### Exercise goal
Convert the lines of the material below, from the line containing "on the electrical" through the end of the material, into a JSON list of strings with one string per line and blank lines omitted.

### Supplied entries

◆ ◆ ◆

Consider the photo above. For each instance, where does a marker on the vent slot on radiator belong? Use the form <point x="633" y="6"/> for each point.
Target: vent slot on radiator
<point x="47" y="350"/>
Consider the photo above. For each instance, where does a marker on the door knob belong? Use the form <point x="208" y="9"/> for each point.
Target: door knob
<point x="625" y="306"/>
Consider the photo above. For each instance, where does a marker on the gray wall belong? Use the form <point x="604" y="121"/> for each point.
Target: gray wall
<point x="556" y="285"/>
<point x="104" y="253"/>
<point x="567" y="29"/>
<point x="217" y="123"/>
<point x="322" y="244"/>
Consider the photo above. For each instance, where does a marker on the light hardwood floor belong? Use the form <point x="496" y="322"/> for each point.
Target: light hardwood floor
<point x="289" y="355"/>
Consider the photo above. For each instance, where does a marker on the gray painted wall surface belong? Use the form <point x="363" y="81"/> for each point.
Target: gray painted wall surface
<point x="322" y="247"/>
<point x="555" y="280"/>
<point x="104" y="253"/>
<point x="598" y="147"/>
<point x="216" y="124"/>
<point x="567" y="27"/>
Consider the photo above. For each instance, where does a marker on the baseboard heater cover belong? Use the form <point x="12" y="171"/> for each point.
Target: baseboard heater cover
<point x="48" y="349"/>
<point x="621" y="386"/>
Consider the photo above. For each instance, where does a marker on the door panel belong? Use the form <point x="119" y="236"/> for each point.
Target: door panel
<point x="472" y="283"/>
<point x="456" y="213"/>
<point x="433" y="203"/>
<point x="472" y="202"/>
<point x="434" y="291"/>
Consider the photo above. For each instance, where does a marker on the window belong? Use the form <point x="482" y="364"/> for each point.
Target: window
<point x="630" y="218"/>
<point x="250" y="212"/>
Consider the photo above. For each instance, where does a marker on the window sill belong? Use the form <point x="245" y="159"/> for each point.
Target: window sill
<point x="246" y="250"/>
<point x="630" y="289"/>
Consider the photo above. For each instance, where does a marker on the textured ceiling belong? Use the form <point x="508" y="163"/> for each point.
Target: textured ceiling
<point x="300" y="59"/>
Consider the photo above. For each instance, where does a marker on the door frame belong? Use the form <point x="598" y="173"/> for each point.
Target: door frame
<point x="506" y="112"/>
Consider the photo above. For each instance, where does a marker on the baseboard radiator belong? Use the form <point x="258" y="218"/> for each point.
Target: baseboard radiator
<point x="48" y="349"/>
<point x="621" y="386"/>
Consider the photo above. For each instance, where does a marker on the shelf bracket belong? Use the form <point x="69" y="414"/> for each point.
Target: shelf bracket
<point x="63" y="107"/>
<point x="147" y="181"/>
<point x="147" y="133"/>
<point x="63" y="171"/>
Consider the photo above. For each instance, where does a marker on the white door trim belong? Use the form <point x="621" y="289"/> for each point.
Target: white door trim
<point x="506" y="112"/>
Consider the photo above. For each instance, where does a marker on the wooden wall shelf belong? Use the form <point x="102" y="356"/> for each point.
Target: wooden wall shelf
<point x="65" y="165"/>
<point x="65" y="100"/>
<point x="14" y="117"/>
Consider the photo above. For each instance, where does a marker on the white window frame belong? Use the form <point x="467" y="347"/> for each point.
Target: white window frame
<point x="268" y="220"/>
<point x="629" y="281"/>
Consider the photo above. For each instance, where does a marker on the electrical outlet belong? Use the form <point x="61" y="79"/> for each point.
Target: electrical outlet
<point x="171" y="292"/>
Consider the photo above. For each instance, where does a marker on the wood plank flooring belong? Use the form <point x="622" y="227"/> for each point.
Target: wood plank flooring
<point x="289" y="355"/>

◆ ◆ ◆

### In response
[
  "Consider the photo above. For each instance, where does a marker on the electrical outlet belong? Use the form <point x=\"61\" y=\"79\"/> for each point.",
  "Target: electrical outlet",
  "<point x=\"171\" y=\"292\"/>",
  "Consider the photo above. For each instance, where does a marker on the wood plank flooring belong? Use the form <point x=\"622\" y=\"227\"/> for each point.",
  "Target: wood plank flooring",
  "<point x=\"289\" y=\"355\"/>"
]